The records below should be written out again, exactly.

[Segmentation dataset records]
Begin

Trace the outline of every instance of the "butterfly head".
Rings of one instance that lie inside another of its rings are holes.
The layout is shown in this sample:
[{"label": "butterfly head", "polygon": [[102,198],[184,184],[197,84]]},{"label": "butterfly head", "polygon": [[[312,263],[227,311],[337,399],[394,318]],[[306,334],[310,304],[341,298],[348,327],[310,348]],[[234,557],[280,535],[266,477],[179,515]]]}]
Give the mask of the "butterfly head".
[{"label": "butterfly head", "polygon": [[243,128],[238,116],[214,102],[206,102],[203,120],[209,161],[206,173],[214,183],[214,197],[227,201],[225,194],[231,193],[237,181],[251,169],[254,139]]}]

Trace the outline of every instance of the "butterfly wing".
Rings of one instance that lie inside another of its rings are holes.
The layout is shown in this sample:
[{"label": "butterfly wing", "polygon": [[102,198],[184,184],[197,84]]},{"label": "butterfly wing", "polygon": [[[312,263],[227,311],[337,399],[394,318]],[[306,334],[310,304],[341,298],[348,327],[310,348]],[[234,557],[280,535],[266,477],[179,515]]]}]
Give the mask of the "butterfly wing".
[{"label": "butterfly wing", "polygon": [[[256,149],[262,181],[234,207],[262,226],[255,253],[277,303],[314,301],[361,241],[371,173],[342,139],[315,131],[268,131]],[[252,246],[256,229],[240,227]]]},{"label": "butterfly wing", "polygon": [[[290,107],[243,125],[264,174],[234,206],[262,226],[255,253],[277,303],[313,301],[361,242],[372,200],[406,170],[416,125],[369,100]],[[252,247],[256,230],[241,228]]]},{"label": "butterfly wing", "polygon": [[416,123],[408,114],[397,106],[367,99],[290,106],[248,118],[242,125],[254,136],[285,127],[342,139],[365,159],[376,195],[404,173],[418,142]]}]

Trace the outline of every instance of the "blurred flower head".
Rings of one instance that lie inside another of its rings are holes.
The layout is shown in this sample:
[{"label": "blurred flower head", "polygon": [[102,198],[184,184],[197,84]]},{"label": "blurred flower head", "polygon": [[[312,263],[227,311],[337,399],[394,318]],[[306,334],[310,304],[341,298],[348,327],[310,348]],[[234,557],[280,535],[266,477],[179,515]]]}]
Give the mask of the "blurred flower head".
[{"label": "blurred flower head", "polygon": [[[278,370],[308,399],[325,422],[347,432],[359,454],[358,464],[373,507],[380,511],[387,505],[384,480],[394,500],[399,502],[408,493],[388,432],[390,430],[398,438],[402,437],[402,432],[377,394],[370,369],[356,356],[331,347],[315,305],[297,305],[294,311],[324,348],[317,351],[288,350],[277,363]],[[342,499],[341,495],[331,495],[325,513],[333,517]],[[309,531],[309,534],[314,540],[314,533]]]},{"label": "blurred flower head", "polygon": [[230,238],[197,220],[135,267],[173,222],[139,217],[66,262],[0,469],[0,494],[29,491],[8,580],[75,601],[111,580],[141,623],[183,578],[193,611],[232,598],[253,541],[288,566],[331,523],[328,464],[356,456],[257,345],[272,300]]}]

End

- Completed exercise
Trace the outline of every instance of the "butterfly head".
Rings of one instance that lie inside another of its rings are holes.
The layout is shown in this sample:
[{"label": "butterfly head", "polygon": [[102,198],[184,184],[197,84]]},{"label": "butterfly head", "polygon": [[[312,263],[227,311],[337,399],[394,318]],[[306,334],[310,304],[341,298],[348,327],[310,348]],[[234,557],[280,535],[266,477],[179,515]]]}]
Give the mask of the "butterfly head".
[{"label": "butterfly head", "polygon": [[243,128],[238,116],[214,102],[206,102],[203,120],[209,161],[206,173],[214,183],[214,197],[227,201],[225,194],[231,193],[237,181],[251,169],[254,139]]}]

Trace the outline of every instance of the "butterfly wing".
Rings of one instance that lie inside another of its rings are holes.
The layout is shown in this sample:
[{"label": "butterfly wing", "polygon": [[102,198],[184,184],[197,84]]},{"label": "butterfly wing", "polygon": [[[312,263],[227,311],[337,399],[394,318]],[[306,334],[310,304],[341,298],[348,327],[310,348]],[[234,557],[280,535],[266,477],[179,515]]]}]
Give the mask of the "butterfly wing".
[{"label": "butterfly wing", "polygon": [[[256,149],[262,181],[234,207],[262,226],[255,253],[277,303],[314,301],[361,241],[371,173],[342,139],[315,131],[268,131]],[[252,246],[256,229],[240,227]]]},{"label": "butterfly wing", "polygon": [[[290,107],[243,125],[264,174],[234,206],[262,226],[255,253],[277,303],[313,301],[361,242],[372,200],[406,170],[416,125],[369,100]],[[252,247],[256,230],[241,228]]]},{"label": "butterfly wing", "polygon": [[416,123],[408,114],[397,106],[367,99],[290,106],[248,118],[242,125],[254,136],[285,127],[342,139],[365,159],[376,195],[404,173],[418,142]]}]

Trace the outline of every instance of the "blurred flower head".
Rings of one instance that lie inside another of its rings are holes.
The layout is shown in this sample:
[{"label": "blurred flower head", "polygon": [[102,198],[184,184],[197,84]]},{"label": "blurred flower head", "polygon": [[[312,263],[227,311],[337,399],[394,318]],[[306,334],[310,304],[341,298],[348,327],[310,348]],[[234,557],[280,535],[266,477],[179,515]]]}]
Give the mask of the "blurred flower head".
[{"label": "blurred flower head", "polygon": [[[278,370],[308,399],[325,422],[347,432],[359,454],[358,464],[373,507],[380,511],[387,505],[384,480],[394,500],[399,502],[408,493],[388,432],[390,430],[398,438],[402,437],[402,432],[377,394],[370,369],[356,356],[331,347],[315,305],[297,305],[294,311],[324,348],[317,351],[288,350],[277,363]],[[342,499],[341,495],[331,495],[325,513],[333,517]],[[309,531],[309,534],[314,540],[314,533]]]},{"label": "blurred flower head", "polygon": [[230,238],[197,220],[135,267],[173,222],[139,217],[66,262],[0,469],[0,494],[29,491],[8,580],[75,601],[111,580],[141,623],[183,578],[193,611],[232,598],[253,541],[288,566],[331,523],[328,464],[356,456],[257,345],[272,300]]}]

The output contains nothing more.